Activity: Which lines of the data hold the word "television"? Copy all of them.

=== Section Start ===

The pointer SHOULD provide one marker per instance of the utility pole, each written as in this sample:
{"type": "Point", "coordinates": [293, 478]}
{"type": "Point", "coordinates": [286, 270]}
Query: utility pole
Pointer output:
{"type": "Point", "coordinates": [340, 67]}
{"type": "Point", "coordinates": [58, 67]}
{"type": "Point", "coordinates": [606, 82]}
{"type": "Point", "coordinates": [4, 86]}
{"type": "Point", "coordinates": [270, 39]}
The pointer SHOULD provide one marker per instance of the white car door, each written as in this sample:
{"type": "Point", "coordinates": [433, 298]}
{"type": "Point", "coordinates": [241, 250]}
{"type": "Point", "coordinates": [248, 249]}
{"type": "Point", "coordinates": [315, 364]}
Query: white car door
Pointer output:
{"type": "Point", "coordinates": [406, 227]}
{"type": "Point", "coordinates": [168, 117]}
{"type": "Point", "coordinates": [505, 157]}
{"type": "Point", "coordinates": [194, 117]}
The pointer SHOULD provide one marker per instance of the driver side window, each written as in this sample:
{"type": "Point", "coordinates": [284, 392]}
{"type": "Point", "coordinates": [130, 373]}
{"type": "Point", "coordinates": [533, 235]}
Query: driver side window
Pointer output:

=== Section End ===
=== Section Start ===

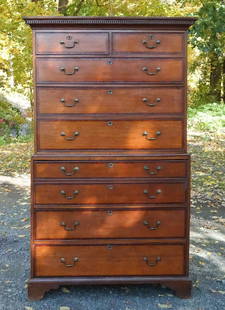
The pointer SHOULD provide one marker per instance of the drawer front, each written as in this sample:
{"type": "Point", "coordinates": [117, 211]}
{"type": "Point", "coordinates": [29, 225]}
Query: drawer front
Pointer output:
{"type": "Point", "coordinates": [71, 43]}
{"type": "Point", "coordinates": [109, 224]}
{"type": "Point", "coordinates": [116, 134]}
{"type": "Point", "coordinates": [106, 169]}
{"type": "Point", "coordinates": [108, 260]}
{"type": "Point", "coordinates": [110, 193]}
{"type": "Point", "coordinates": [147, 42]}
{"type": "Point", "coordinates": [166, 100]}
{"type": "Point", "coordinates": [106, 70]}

=== Section End ===
=== Section Start ===

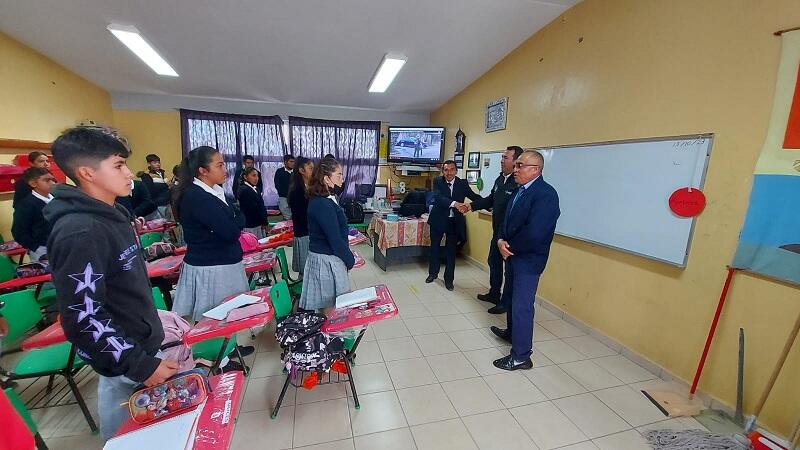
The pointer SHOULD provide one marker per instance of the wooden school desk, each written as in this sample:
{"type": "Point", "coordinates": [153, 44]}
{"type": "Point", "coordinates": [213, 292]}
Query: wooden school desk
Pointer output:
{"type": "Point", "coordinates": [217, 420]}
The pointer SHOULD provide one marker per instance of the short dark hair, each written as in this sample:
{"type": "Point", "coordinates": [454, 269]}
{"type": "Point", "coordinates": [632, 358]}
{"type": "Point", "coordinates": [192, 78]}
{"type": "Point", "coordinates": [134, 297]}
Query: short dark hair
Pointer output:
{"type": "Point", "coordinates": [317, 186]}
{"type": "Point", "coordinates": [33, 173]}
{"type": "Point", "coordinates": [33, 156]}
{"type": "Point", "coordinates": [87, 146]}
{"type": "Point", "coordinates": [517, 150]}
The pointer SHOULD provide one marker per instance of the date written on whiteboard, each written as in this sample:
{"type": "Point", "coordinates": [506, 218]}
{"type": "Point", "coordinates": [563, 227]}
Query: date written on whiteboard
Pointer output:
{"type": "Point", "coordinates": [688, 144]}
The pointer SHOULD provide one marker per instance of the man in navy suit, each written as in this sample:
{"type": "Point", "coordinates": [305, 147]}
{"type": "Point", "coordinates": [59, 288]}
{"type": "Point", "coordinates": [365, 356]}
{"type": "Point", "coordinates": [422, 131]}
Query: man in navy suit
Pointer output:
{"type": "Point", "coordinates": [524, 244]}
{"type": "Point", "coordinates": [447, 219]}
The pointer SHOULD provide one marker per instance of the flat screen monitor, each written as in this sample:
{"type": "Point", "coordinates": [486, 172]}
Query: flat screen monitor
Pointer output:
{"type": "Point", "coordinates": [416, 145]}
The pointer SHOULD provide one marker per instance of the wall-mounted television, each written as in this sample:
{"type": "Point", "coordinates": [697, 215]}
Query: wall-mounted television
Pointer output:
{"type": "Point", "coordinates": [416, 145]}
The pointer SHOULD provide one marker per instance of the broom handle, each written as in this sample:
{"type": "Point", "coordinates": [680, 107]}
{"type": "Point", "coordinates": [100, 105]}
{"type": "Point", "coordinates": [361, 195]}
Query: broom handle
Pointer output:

=== Section End ===

Answer:
The pointer SHOULD provide one marker per instance of the wall-mounted television, each written as in this sample:
Query: wall-mounted television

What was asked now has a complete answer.